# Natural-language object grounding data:
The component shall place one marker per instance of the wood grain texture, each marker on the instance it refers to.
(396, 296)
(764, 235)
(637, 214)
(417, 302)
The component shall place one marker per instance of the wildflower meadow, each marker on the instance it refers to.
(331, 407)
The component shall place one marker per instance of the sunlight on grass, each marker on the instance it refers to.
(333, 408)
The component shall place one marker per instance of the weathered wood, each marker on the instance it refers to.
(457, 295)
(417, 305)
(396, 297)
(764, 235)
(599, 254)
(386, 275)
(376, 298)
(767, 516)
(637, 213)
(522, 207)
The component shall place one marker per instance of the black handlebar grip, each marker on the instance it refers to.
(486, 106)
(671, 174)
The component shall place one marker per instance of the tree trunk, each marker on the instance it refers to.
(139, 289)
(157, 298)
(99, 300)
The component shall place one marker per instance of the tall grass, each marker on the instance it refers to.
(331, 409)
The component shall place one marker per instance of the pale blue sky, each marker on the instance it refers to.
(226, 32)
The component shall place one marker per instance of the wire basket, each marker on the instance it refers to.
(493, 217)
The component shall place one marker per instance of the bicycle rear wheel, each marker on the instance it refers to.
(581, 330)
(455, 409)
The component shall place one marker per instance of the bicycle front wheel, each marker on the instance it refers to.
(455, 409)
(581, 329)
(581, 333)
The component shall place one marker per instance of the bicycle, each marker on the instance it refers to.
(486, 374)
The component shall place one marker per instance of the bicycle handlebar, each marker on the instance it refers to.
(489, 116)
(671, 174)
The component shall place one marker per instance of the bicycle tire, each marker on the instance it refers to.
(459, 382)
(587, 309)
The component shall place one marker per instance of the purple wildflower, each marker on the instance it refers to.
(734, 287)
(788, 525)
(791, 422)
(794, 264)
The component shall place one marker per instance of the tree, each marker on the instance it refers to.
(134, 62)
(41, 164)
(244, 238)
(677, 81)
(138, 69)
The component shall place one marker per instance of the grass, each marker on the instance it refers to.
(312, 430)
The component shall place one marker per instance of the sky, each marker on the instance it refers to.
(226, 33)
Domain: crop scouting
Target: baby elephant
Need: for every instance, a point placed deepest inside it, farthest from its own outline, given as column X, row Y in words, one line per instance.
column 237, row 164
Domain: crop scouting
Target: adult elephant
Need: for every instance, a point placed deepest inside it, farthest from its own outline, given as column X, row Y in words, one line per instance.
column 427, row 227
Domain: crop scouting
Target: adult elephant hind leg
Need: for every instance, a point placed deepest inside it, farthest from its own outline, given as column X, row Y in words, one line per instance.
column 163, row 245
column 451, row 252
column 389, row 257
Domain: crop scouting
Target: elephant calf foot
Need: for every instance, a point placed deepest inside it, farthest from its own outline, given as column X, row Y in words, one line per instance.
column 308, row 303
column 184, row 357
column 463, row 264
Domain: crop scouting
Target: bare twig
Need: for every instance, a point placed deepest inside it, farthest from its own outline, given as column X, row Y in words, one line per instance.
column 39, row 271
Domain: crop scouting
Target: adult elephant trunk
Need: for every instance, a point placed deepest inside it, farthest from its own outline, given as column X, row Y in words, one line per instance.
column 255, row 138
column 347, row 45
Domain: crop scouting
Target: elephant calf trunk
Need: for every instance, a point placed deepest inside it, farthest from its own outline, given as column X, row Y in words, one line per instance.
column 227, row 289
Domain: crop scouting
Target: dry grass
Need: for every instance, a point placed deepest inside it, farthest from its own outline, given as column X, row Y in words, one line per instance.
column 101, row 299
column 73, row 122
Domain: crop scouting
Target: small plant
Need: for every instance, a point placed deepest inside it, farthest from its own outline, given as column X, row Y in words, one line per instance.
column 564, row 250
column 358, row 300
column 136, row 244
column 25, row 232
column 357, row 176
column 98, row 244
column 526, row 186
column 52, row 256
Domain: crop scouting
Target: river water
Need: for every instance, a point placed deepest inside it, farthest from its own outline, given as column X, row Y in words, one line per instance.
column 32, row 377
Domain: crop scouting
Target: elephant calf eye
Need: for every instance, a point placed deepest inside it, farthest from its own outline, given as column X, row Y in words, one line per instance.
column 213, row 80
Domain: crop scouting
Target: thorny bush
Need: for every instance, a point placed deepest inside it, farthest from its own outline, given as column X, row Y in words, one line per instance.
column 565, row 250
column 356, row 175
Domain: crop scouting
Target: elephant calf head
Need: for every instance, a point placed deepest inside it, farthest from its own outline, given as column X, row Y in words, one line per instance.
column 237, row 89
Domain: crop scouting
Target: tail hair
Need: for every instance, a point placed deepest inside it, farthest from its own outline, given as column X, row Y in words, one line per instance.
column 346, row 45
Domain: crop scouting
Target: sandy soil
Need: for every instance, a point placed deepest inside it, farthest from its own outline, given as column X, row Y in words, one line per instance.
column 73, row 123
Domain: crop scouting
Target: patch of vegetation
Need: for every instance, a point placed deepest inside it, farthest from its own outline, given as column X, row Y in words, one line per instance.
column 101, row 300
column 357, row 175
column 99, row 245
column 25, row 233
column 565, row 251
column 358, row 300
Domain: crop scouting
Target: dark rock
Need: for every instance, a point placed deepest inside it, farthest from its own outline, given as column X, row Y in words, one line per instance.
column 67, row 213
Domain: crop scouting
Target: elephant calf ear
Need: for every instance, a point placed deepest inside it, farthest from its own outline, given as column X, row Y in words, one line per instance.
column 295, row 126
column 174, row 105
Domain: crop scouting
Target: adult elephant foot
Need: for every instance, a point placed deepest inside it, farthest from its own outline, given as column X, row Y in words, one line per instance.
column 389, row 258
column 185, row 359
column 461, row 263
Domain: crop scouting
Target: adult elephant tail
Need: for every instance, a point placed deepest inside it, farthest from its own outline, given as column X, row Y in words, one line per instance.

# What is expected:
How many lines in the records hold the string "tail"? Reply with the number alone.

# Answer space:
2